Problem statement: Return every one of the rows below verbatim, changing nothing.

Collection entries
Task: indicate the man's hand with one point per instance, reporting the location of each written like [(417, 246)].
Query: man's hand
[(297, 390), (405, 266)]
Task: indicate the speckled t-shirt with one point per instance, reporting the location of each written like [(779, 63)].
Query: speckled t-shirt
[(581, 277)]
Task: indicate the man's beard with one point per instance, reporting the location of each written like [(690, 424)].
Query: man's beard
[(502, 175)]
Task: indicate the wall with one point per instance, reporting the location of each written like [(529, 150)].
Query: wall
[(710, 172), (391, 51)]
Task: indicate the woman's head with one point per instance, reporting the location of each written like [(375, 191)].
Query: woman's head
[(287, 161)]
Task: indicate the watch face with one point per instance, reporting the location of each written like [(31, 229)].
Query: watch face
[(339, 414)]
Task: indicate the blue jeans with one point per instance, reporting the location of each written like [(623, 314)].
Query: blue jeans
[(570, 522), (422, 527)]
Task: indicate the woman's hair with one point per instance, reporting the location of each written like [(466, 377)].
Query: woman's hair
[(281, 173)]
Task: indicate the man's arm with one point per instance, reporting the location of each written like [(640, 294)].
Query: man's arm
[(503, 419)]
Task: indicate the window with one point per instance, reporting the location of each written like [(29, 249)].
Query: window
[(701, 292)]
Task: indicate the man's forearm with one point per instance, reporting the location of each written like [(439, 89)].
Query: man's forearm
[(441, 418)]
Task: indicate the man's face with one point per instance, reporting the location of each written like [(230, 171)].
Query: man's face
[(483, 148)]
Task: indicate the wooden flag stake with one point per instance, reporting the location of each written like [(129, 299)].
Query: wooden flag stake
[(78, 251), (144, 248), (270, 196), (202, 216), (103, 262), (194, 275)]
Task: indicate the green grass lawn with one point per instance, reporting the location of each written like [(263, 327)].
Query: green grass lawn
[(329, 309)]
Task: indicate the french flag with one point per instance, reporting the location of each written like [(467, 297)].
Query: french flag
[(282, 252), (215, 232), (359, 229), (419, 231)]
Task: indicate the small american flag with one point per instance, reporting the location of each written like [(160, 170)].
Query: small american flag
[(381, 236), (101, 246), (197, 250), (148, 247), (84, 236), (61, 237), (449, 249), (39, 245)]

Exercise output:
Task: indicate the man's hand with one point per instance, reporting the location of each written like [(417, 246)].
Query: man's hand
[(297, 390), (405, 266)]
Task: indicate the speckled t-shirt with one point per instance, reporting the location of each written like [(779, 63)].
Query: speckled t-shirt
[(581, 277)]
Task: indicate the man's beard with one point per instance, reporting the location of each written like [(690, 424)].
Query: man's beard
[(502, 175)]
Task: indicate the wall with one point per instance, reporting the location of each written like [(529, 150)].
Query: wall
[(710, 172), (391, 51)]
Task: indicate the woman's head with one point per instance, reporting the location of each written like [(375, 191)].
Query: woman's head
[(287, 161)]
Task: indicate the watch face with one point per instance, reporting the location of each written like [(31, 229)].
Query: watch face
[(339, 414)]
Task: indicate the blue jeans with one point per instance, reporting the location of each written like [(623, 314)].
Query: blue jeans
[(570, 522), (422, 527)]
Task: indicate the woman's hair with one point per instance, reporting the location of each written like [(466, 377)].
Query: woman's hair
[(281, 173)]
Task: indicate the man's arm with one point per instance, reporting the location of each written like [(640, 294)].
Query: man's arm
[(503, 419)]
Task: indicate the window with one point per instance, reporting the location of each written like [(29, 249)].
Query: window
[(701, 292)]
Task: indicate the man's forearm with one point per instance, reporting the location of each written like [(439, 89)].
Query: man's forearm
[(441, 418)]
Task: indicate the man's face with one point per instance, reporting the location of each written like [(230, 171)].
Query: man's face
[(483, 148)]
Task: indicate the wooden flag stake with one point per instance, reporting the location of each written like [(129, 299)].
Query: wooden flag stake
[(78, 251), (144, 248), (270, 196), (202, 216), (103, 262), (194, 275)]
Task: indicate the green grass lawn with one point per instance, reporting the location of each written like [(263, 327)].
Query: green grass lawn
[(329, 309)]
Task: indicate the french flag with one point per instance, reporting the location of each written like [(467, 297)].
Query: french flag
[(282, 252), (215, 232), (359, 229), (419, 231)]
Task: indicate the small american flag with one point per instance, reporting the location of each written like [(160, 170)].
Query: small american flag
[(381, 236), (101, 246), (197, 250), (148, 247), (84, 236), (61, 237), (449, 249), (39, 245)]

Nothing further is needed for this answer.